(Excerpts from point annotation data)

-------

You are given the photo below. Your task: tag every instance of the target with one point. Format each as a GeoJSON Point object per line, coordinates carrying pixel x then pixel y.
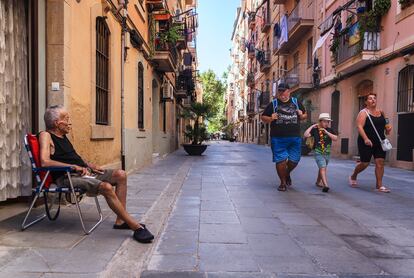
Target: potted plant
{"type": "Point", "coordinates": [196, 132]}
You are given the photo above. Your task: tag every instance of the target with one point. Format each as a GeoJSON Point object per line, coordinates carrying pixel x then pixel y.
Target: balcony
{"type": "Point", "coordinates": [264, 99]}
{"type": "Point", "coordinates": [250, 80]}
{"type": "Point", "coordinates": [251, 105]}
{"type": "Point", "coordinates": [252, 20]}
{"type": "Point", "coordinates": [184, 84]}
{"type": "Point", "coordinates": [164, 56]}
{"type": "Point", "coordinates": [300, 21]}
{"type": "Point", "coordinates": [353, 57]}
{"type": "Point", "coordinates": [156, 5]}
{"type": "Point", "coordinates": [241, 115]}
{"type": "Point", "coordinates": [265, 61]}
{"type": "Point", "coordinates": [251, 50]}
{"type": "Point", "coordinates": [187, 101]}
{"type": "Point", "coordinates": [265, 20]}
{"type": "Point", "coordinates": [299, 78]}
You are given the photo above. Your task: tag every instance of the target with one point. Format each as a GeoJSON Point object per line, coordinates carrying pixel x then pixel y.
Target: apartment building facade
{"type": "Point", "coordinates": [331, 59]}
{"type": "Point", "coordinates": [123, 69]}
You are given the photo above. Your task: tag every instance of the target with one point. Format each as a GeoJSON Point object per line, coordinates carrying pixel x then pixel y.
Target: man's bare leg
{"type": "Point", "coordinates": [120, 190]}
{"type": "Point", "coordinates": [281, 170]}
{"type": "Point", "coordinates": [115, 204]}
{"type": "Point", "coordinates": [290, 166]}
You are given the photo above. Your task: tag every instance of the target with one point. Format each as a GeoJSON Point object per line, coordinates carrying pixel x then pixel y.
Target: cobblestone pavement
{"type": "Point", "coordinates": [230, 221]}
{"type": "Point", "coordinates": [220, 215]}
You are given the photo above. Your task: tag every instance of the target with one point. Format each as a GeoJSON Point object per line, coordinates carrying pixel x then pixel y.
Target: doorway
{"type": "Point", "coordinates": [155, 117]}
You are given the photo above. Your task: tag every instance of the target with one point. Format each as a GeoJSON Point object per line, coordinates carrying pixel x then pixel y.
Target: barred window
{"type": "Point", "coordinates": [140, 96]}
{"type": "Point", "coordinates": [406, 89]}
{"type": "Point", "coordinates": [102, 71]}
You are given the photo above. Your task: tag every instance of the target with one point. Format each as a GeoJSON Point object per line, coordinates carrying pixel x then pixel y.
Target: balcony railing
{"type": "Point", "coordinates": [302, 11]}
{"type": "Point", "coordinates": [252, 20]}
{"type": "Point", "coordinates": [371, 42]}
{"type": "Point", "coordinates": [299, 77]}
{"type": "Point", "coordinates": [165, 54]}
{"type": "Point", "coordinates": [265, 61]}
{"type": "Point", "coordinates": [240, 114]}
{"type": "Point", "coordinates": [300, 22]}
{"type": "Point", "coordinates": [184, 84]}
{"type": "Point", "coordinates": [250, 79]}
{"type": "Point", "coordinates": [264, 99]}
{"type": "Point", "coordinates": [251, 50]}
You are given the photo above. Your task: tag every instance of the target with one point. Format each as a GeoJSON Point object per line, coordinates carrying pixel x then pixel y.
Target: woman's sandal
{"type": "Point", "coordinates": [282, 187]}
{"type": "Point", "coordinates": [124, 226]}
{"type": "Point", "coordinates": [383, 189]}
{"type": "Point", "coordinates": [352, 183]}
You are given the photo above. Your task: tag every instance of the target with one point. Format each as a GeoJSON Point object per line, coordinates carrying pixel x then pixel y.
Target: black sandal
{"type": "Point", "coordinates": [282, 187]}
{"type": "Point", "coordinates": [124, 226]}
{"type": "Point", "coordinates": [289, 181]}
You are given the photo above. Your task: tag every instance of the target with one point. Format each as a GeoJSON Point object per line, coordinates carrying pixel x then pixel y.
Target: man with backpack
{"type": "Point", "coordinates": [284, 114]}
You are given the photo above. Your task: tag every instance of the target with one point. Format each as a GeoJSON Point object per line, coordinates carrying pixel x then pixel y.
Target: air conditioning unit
{"type": "Point", "coordinates": [167, 91]}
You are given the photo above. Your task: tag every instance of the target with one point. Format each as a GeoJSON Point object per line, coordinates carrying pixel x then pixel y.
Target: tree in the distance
{"type": "Point", "coordinates": [214, 91]}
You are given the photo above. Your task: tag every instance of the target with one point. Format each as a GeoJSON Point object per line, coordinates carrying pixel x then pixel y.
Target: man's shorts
{"type": "Point", "coordinates": [89, 184]}
{"type": "Point", "coordinates": [322, 160]}
{"type": "Point", "coordinates": [286, 148]}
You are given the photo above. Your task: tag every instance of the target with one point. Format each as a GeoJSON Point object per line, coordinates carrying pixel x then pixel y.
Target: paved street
{"type": "Point", "coordinates": [220, 215]}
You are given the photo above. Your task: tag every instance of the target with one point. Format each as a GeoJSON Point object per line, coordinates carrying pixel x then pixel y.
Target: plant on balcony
{"type": "Point", "coordinates": [172, 35]}
{"type": "Point", "coordinates": [405, 3]}
{"type": "Point", "coordinates": [197, 131]}
{"type": "Point", "coordinates": [370, 21]}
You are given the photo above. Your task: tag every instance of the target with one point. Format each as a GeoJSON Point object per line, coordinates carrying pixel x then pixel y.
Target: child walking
{"type": "Point", "coordinates": [323, 136]}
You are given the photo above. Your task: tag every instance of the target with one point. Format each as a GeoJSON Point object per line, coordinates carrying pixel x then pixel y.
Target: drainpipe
{"type": "Point", "coordinates": [124, 14]}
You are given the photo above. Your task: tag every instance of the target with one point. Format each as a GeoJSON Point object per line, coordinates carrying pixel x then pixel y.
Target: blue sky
{"type": "Point", "coordinates": [216, 18]}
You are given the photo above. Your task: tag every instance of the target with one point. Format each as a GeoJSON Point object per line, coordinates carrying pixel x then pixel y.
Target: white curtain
{"type": "Point", "coordinates": [15, 177]}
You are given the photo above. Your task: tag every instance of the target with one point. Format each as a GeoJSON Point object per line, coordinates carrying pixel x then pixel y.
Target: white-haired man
{"type": "Point", "coordinates": [56, 150]}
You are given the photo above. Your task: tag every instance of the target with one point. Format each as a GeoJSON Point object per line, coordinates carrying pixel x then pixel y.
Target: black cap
{"type": "Point", "coordinates": [282, 87]}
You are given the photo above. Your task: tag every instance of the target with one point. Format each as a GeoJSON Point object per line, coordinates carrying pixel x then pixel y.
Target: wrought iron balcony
{"type": "Point", "coordinates": [250, 80]}
{"type": "Point", "coordinates": [351, 57]}
{"type": "Point", "coordinates": [300, 21]}
{"type": "Point", "coordinates": [184, 84]}
{"type": "Point", "coordinates": [265, 20]}
{"type": "Point", "coordinates": [265, 61]}
{"type": "Point", "coordinates": [264, 99]}
{"type": "Point", "coordinates": [251, 50]}
{"type": "Point", "coordinates": [299, 78]}
{"type": "Point", "coordinates": [252, 20]}
{"type": "Point", "coordinates": [240, 114]}
{"type": "Point", "coordinates": [252, 104]}
{"type": "Point", "coordinates": [165, 55]}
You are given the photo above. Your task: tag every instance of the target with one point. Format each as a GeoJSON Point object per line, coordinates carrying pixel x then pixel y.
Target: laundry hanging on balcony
{"type": "Point", "coordinates": [283, 30]}
{"type": "Point", "coordinates": [276, 30]}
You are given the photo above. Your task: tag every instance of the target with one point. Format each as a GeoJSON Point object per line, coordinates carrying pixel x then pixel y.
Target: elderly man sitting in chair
{"type": "Point", "coordinates": [56, 150]}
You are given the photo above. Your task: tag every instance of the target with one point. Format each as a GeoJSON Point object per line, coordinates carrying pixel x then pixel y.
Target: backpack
{"type": "Point", "coordinates": [275, 103]}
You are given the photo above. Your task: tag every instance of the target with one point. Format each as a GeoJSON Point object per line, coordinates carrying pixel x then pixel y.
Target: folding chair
{"type": "Point", "coordinates": [45, 185]}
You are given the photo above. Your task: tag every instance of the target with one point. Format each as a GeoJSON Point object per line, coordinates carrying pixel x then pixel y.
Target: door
{"type": "Point", "coordinates": [405, 143]}
{"type": "Point", "coordinates": [155, 116]}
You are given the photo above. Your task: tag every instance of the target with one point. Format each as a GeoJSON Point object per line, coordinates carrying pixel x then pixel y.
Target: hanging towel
{"type": "Point", "coordinates": [276, 30]}
{"type": "Point", "coordinates": [283, 31]}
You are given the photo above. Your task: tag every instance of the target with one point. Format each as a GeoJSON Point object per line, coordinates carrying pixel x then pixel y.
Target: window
{"type": "Point", "coordinates": [140, 96]}
{"type": "Point", "coordinates": [164, 117]}
{"type": "Point", "coordinates": [406, 89]}
{"type": "Point", "coordinates": [310, 50]}
{"type": "Point", "coordinates": [102, 72]}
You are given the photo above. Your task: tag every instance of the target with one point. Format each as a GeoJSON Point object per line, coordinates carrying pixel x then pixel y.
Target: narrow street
{"type": "Point", "coordinates": [220, 215]}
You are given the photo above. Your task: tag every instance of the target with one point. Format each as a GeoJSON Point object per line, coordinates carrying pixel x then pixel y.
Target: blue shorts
{"type": "Point", "coordinates": [322, 160]}
{"type": "Point", "coordinates": [286, 148]}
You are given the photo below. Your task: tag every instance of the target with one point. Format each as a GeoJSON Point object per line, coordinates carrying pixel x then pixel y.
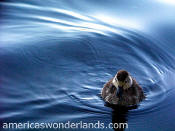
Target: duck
{"type": "Point", "coordinates": [122, 90]}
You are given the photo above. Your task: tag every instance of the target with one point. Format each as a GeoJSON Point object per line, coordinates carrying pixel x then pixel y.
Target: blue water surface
{"type": "Point", "coordinates": [56, 55]}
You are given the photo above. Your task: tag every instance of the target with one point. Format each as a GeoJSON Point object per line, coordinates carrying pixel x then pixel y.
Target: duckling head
{"type": "Point", "coordinates": [122, 80]}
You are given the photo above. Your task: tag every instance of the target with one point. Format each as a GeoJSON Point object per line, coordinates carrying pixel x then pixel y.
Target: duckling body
{"type": "Point", "coordinates": [118, 92]}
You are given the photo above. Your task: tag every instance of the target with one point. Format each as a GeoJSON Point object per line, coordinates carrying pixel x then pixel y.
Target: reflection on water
{"type": "Point", "coordinates": [55, 57]}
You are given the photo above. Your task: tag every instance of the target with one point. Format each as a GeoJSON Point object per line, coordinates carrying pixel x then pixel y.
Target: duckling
{"type": "Point", "coordinates": [122, 90]}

-------

Filter the entries above down to the lines containing the string "duckling". Treat uppercase and lowercase as different.

Target: duckling head
Target: duckling body
Target: duckling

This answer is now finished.